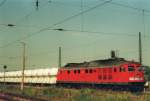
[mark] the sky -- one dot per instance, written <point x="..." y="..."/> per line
<point x="91" y="29"/>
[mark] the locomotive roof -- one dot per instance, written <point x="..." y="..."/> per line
<point x="100" y="63"/>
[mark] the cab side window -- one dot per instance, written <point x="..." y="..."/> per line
<point x="115" y="69"/>
<point x="122" y="69"/>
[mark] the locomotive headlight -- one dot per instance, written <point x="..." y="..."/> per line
<point x="135" y="78"/>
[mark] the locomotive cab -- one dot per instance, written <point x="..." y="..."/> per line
<point x="136" y="73"/>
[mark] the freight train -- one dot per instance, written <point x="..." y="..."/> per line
<point x="113" y="73"/>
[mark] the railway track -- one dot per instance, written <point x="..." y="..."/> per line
<point x="17" y="97"/>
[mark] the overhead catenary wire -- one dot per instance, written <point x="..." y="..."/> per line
<point x="128" y="6"/>
<point x="58" y="23"/>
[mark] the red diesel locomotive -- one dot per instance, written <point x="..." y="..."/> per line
<point x="115" y="73"/>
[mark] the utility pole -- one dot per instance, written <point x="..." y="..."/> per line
<point x="59" y="62"/>
<point x="5" y="67"/>
<point x="140" y="48"/>
<point x="23" y="65"/>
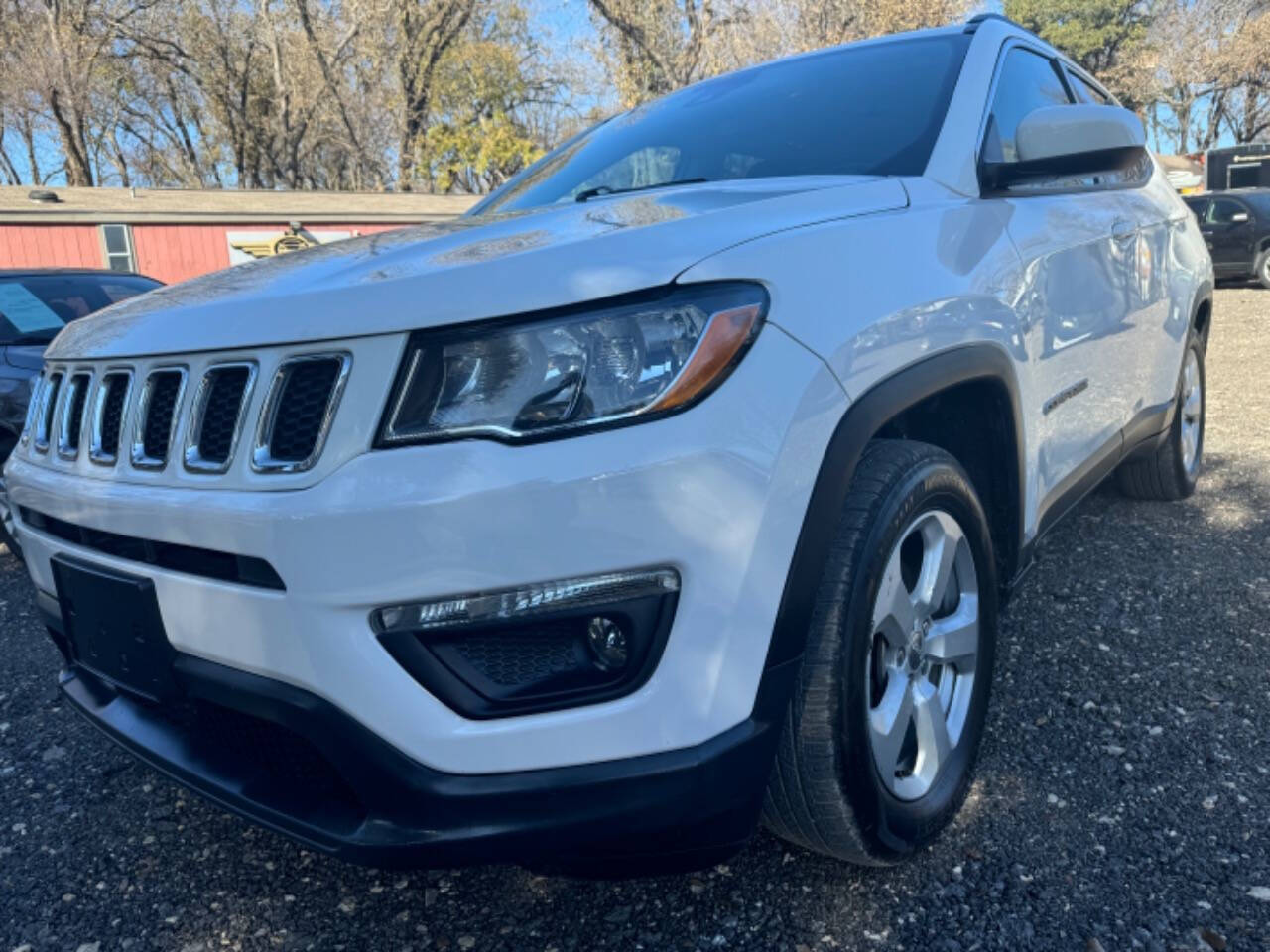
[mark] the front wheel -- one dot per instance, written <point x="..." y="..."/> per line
<point x="883" y="731"/>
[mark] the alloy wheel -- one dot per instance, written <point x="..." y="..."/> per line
<point x="922" y="660"/>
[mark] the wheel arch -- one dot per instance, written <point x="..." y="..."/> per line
<point x="881" y="407"/>
<point x="1202" y="311"/>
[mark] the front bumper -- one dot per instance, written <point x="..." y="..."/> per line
<point x="716" y="493"/>
<point x="295" y="763"/>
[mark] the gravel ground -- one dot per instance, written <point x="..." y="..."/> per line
<point x="1121" y="801"/>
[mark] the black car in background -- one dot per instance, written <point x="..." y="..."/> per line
<point x="1236" y="226"/>
<point x="35" y="304"/>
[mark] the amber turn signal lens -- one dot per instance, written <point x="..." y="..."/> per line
<point x="722" y="341"/>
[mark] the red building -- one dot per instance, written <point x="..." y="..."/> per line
<point x="173" y="235"/>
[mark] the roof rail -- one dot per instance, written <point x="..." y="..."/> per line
<point x="973" y="23"/>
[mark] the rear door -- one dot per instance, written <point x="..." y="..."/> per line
<point x="1078" y="250"/>
<point x="1228" y="229"/>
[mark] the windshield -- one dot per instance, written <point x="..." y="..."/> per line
<point x="33" y="307"/>
<point x="867" y="109"/>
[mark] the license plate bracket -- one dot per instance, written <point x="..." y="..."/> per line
<point x="114" y="627"/>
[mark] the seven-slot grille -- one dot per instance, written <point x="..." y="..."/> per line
<point x="217" y="416"/>
<point x="298" y="413"/>
<point x="72" y="416"/>
<point x="76" y="405"/>
<point x="158" y="416"/>
<point x="48" y="407"/>
<point x="108" y="417"/>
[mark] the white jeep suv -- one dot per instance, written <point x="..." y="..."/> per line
<point x="675" y="486"/>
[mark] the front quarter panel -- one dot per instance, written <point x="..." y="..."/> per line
<point x="878" y="294"/>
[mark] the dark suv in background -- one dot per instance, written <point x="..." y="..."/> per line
<point x="35" y="304"/>
<point x="1236" y="226"/>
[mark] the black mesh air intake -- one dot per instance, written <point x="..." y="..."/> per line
<point x="226" y="388"/>
<point x="160" y="409"/>
<point x="75" y="412"/>
<point x="112" y="413"/>
<point x="307" y="391"/>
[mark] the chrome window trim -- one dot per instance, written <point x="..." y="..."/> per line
<point x="46" y="416"/>
<point x="94" y="448"/>
<point x="70" y="388"/>
<point x="261" y="458"/>
<point x="193" y="461"/>
<point x="139" y="457"/>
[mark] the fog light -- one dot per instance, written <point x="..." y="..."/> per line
<point x="607" y="643"/>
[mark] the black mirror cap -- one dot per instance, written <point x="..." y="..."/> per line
<point x="1123" y="167"/>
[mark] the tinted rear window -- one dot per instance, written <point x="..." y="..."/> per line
<point x="35" y="307"/>
<point x="870" y="109"/>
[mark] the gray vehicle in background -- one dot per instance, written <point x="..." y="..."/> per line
<point x="35" y="304"/>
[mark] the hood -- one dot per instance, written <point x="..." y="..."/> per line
<point x="466" y="270"/>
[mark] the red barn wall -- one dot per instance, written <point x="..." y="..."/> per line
<point x="169" y="253"/>
<point x="50" y="246"/>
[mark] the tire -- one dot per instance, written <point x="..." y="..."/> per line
<point x="1261" y="272"/>
<point x="1171" y="470"/>
<point x="826" y="791"/>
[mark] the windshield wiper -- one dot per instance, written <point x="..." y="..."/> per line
<point x="587" y="194"/>
<point x="28" y="340"/>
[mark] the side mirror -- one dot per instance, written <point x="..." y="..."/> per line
<point x="1057" y="144"/>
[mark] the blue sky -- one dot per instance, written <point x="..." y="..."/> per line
<point x="566" y="24"/>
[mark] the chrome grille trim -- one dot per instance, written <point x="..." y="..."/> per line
<point x="140" y="460"/>
<point x="49" y="398"/>
<point x="194" y="462"/>
<point x="262" y="458"/>
<point x="96" y="451"/>
<point x="70" y="430"/>
<point x="37" y="388"/>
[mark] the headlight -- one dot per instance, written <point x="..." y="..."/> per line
<point x="589" y="366"/>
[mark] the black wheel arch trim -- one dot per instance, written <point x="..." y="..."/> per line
<point x="864" y="417"/>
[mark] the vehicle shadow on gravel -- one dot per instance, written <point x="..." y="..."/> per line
<point x="1121" y="794"/>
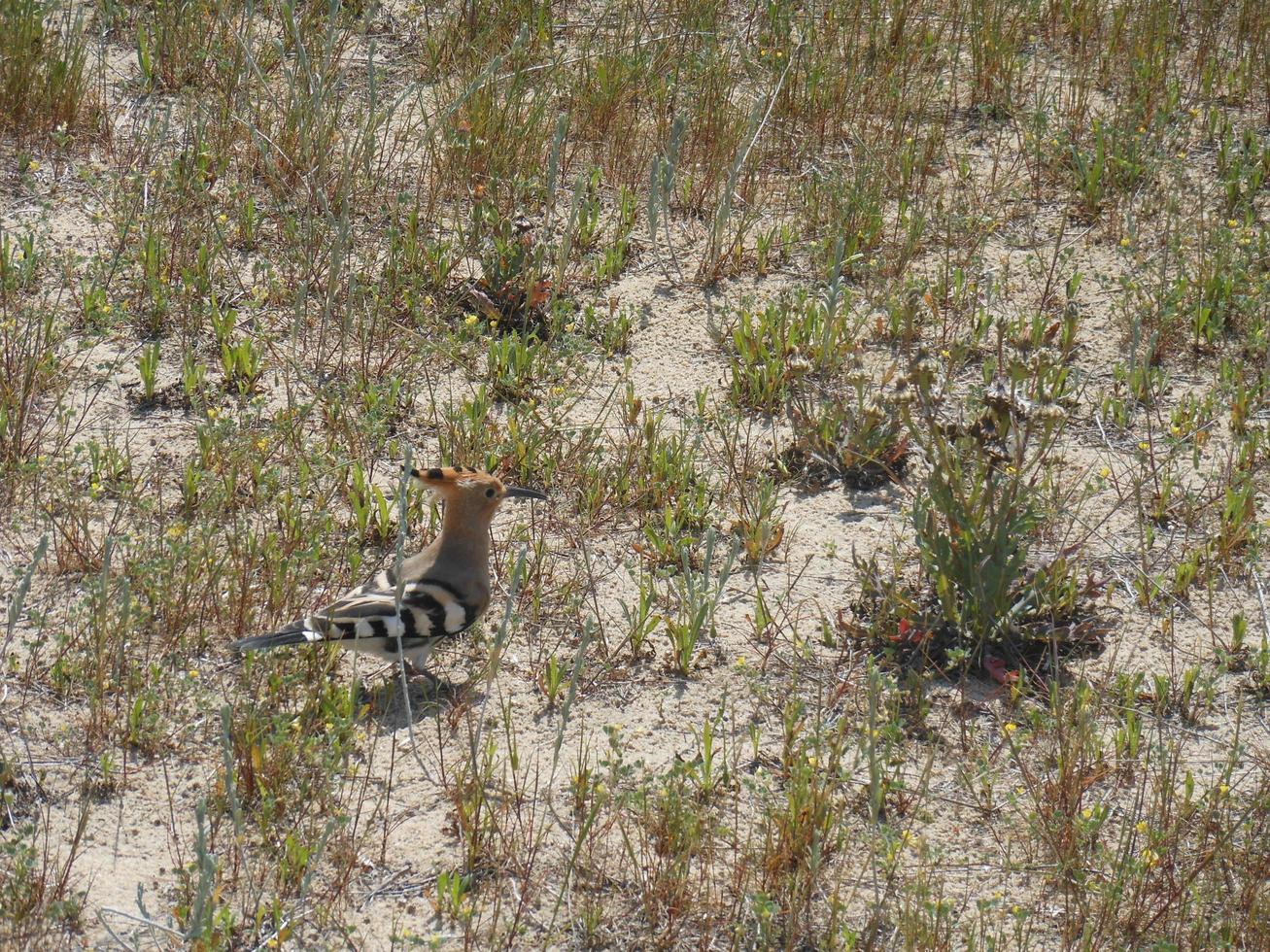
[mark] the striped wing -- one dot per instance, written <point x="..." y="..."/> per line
<point x="430" y="611"/>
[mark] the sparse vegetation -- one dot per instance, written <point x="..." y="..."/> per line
<point x="901" y="376"/>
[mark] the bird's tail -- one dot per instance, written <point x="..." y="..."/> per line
<point x="294" y="633"/>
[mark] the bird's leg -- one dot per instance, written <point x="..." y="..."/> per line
<point x="414" y="671"/>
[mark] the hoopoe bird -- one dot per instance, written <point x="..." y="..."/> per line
<point x="445" y="587"/>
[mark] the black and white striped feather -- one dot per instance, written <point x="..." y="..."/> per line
<point x="367" y="620"/>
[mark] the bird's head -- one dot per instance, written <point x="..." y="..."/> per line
<point x="470" y="489"/>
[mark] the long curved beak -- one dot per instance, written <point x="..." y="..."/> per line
<point x="522" y="493"/>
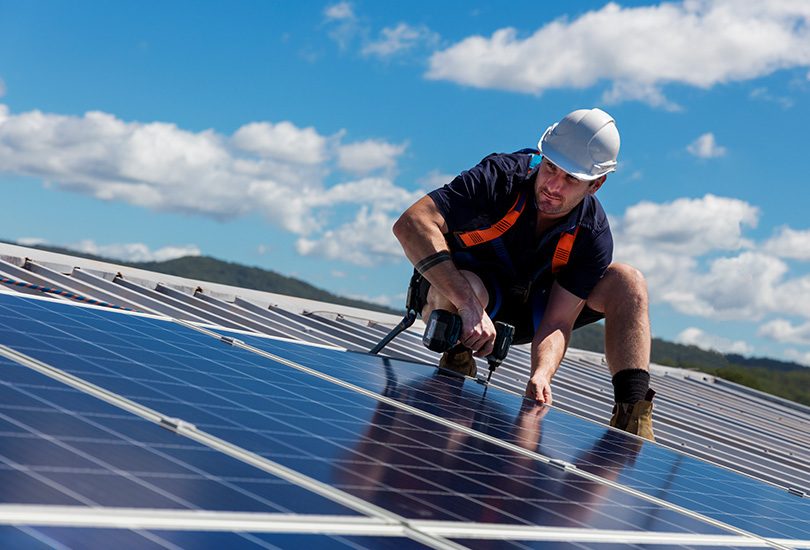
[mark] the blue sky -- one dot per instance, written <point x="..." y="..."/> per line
<point x="290" y="135"/>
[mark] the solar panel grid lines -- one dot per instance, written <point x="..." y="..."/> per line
<point x="18" y="274"/>
<point x="107" y="316"/>
<point x="674" y="431"/>
<point x="479" y="434"/>
<point x="44" y="418"/>
<point x="720" y="444"/>
<point x="166" y="304"/>
<point x="140" y="302"/>
<point x="254" y="321"/>
<point x="719" y="429"/>
<point x="293" y="329"/>
<point x="190" y="432"/>
<point x="742" y="480"/>
<point x="155" y="417"/>
<point x="77" y="286"/>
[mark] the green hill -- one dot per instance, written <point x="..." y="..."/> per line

**WHAT IS EXPECTED:** Word for word, quote the full listing, omitting every picture.

**SOLVED EXERCISE:**
[mark] the sky -- one dot per instance, written <point x="..." y="..."/> per line
<point x="91" y="29"/>
[mark] the locomotive roof -- one dot per instance, written <point x="..." y="..."/> per line
<point x="100" y="63"/>
[mark] the cab side window -- one dot per instance, written <point x="..." y="..."/> per line
<point x="115" y="69"/>
<point x="122" y="69"/>
[mark] the locomotive headlight -- one dot per instance, written <point x="..." y="..."/> per line
<point x="135" y="78"/>
[mark] the locomotive cab -- one dot per instance, written <point x="..." y="..."/> per line
<point x="136" y="73"/>
[mark] the freight train -- one dot per instance, written <point x="..." y="..."/> per line
<point x="113" y="73"/>
[mark] the railway track -- one dot per instance, written <point x="..." y="..."/> per line
<point x="17" y="97"/>
[mark] the overhead catenary wire -- one dot per instance, written <point x="..." y="..."/> per line
<point x="128" y="6"/>
<point x="58" y="23"/>
[mark] the red diesel locomotive -- one dot per instance, written <point x="..." y="..."/> per line
<point x="115" y="73"/>
[mark] the utility pole -- one dot per instance, written <point x="..." y="..."/> per line
<point x="59" y="62"/>
<point x="5" y="67"/>
<point x="140" y="48"/>
<point x="23" y="65"/>
[mark] the front wheel -- one dot per instance, written <point x="..." y="..."/> per line
<point x="883" y="731"/>
[mark] the alloy wheel -- one dot per instance, written <point x="..." y="..."/> per line
<point x="922" y="660"/>
[mark] the wheel arch -- one dot per instance, written <point x="..." y="..."/> per line
<point x="881" y="407"/>
<point x="1202" y="311"/>
[mark] the front bumper -- one dot per instance, written <point x="..." y="..."/> per line
<point x="716" y="493"/>
<point x="295" y="763"/>
[mark] the gravel ground -- one dot per instance, written <point x="..." y="..."/> per line
<point x="1121" y="801"/>
[mark] the black car in background -- one dot per instance, written <point x="..." y="..."/> per line
<point x="1236" y="226"/>
<point x="35" y="304"/>
[mark] the amber turn signal lens -- one dot per instance, written <point x="..." y="..."/> per line
<point x="722" y="341"/>
[mark] the red building -- one dot per instance, written <point x="..." y="..."/> per line
<point x="173" y="235"/>
[mark] the roof rail -- one dot per instance, written <point x="..." y="..."/> per line
<point x="973" y="23"/>
[mark] the rear door -- one dot per instance, written <point x="..." y="..."/> per line
<point x="1078" y="250"/>
<point x="1228" y="229"/>
[mark] the windshield -- one dot per instance, written <point x="..." y="..."/> per line
<point x="33" y="307"/>
<point x="867" y="109"/>
[mark] the license plate bracket -- one dot per instance, written <point x="..." y="..."/> per line
<point x="114" y="627"/>
[mark] the seven-slot grille -- one dot per instance, written <point x="..." y="..."/> per line
<point x="217" y="416"/>
<point x="298" y="413"/>
<point x="72" y="416"/>
<point x="76" y="405"/>
<point x="158" y="416"/>
<point x="48" y="407"/>
<point x="108" y="417"/>
[mark] the white jeep suv -- one dot per instance, written <point x="..." y="..."/> per line
<point x="675" y="486"/>
[mark] the front quarter panel -- one dot per instance, written <point x="..." y="..."/> per line
<point x="878" y="294"/>
[mark] the dark suv in background -- one dot per instance, written <point x="..." y="..."/> per line
<point x="35" y="304"/>
<point x="1236" y="226"/>
[mark] the black mesh air intake -- one dot per instance, written <point x="..." y="..."/> per line
<point x="226" y="388"/>
<point x="160" y="409"/>
<point x="75" y="412"/>
<point x="112" y="413"/>
<point x="307" y="391"/>
[mark] the chrome window trim -- one dot per instance, written <point x="..." y="..."/> per line
<point x="46" y="416"/>
<point x="94" y="448"/>
<point x="70" y="388"/>
<point x="261" y="458"/>
<point x="193" y="461"/>
<point x="139" y="457"/>
[mark] the fog light -- one dot per instance, written <point x="..." y="..."/> per line
<point x="607" y="643"/>
[mark] the black mirror cap -- one dot per instance, written <point x="..." y="..."/> per line
<point x="1123" y="167"/>
[mark] the tinted rear window -- one dot per instance, written <point x="..." y="..."/> per line
<point x="35" y="307"/>
<point x="870" y="109"/>
[mark] the gray vehicle in background -- one dot per instance, written <point x="..." y="..."/> per line
<point x="35" y="304"/>
[mark] the hood -- one dot per instance, written <point x="..." y="..."/> per line
<point x="466" y="270"/>
[mark] the red barn wall -- one dot per instance, written <point x="..." y="..."/> per line
<point x="169" y="253"/>
<point x="50" y="246"/>
[mark] the tire -- one dot per instance, written <point x="..." y="..."/> per line
<point x="1261" y="272"/>
<point x="1171" y="470"/>
<point x="826" y="791"/>
[mark] the windshield wiper -- one dot per instance, written <point x="..." y="..."/> per line
<point x="587" y="194"/>
<point x="28" y="340"/>
[mark] the side mirror -- one dot per instance, written <point x="..." y="..."/> per line
<point x="1057" y="144"/>
[mark] the blue sky -- one dot per instance, written <point x="..." y="..."/> per line
<point x="566" y="24"/>
[mark] the chrome grille trim -- one dot per instance, written <point x="..." y="..."/> per line
<point x="140" y="460"/>
<point x="49" y="398"/>
<point x="194" y="462"/>
<point x="262" y="458"/>
<point x="96" y="451"/>
<point x="70" y="430"/>
<point x="37" y="388"/>
[mark] the headlight -- one dot per instance, written <point x="..." y="..."/> per line
<point x="589" y="366"/>
[mark] the black wheel arch trim -- one dot per instance, written <point x="..." y="..."/> per line
<point x="864" y="417"/>
[mark] the vehicle shadow on gravel -- one dot per instance, written <point x="..." y="..."/> per line
<point x="1121" y="794"/>
[mark] the striped wing -- one dot per instance, written <point x="..." y="..."/> per line
<point x="430" y="611"/>
[mark] the sparse vegetation -- one dot per instance, written <point x="..." y="..."/> per line
<point x="901" y="376"/>
[mark] the bird's tail -- one dot per instance, written <point x="..." y="..."/> per line
<point x="294" y="633"/>
[mark] the bird's leg -- one dot per instance, written <point x="..." y="..."/> per line
<point x="414" y="671"/>
[mark] the hoopoe bird -- one dot per instance, written <point x="..." y="..."/> per line
<point x="445" y="587"/>
[mark] the black and white striped feather -- one dot per instance, written <point x="..." y="..."/> per line
<point x="367" y="620"/>
[mark] the bird's head -- one dot per instance, written <point x="..." y="..."/> per line
<point x="470" y="489"/>
[mark] the long curved beak -- one dot per instance, written <point x="..." y="..."/> per line
<point x="522" y="493"/>
[mark] the blue sky -- one dot per instance, written <point x="..." y="..."/> per line
<point x="290" y="135"/>
[mark] the solar panel grid lines -- one dot per instance, written <point x="..." y="..."/> per line
<point x="18" y="274"/>
<point x="107" y="316"/>
<point x="674" y="431"/>
<point x="479" y="434"/>
<point x="44" y="418"/>
<point x="720" y="444"/>
<point x="166" y="304"/>
<point x="140" y="302"/>
<point x="254" y="321"/>
<point x="719" y="429"/>
<point x="293" y="329"/>
<point x="190" y="432"/>
<point x="742" y="480"/>
<point x="155" y="417"/>
<point x="77" y="286"/>
[mark] the green hill -- one dot per instance, written <point x="..." y="..."/> per line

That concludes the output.